--- Task requirements ---
Swap "white suv" for "white van" throughout the entries below and write them out again with nothing else changed. Omit the pictures from your answer.

[Photo-based point labeling data]

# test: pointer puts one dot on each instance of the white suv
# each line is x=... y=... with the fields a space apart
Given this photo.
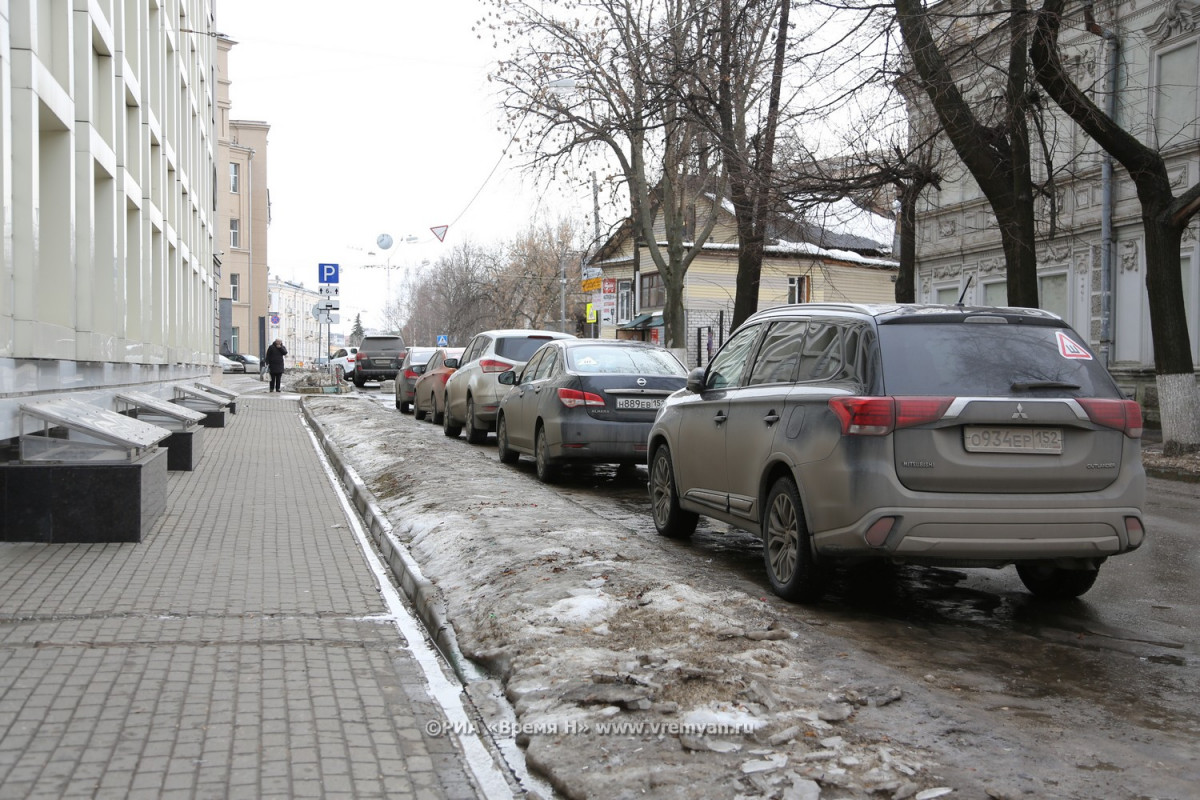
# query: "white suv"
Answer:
x=473 y=392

--- Written response ---
# test: pointer puts one dot on each instance of the white van
# each line is x=... y=... with the fields a space apart
Given this photo.
# query: "white van"
Answer:
x=473 y=392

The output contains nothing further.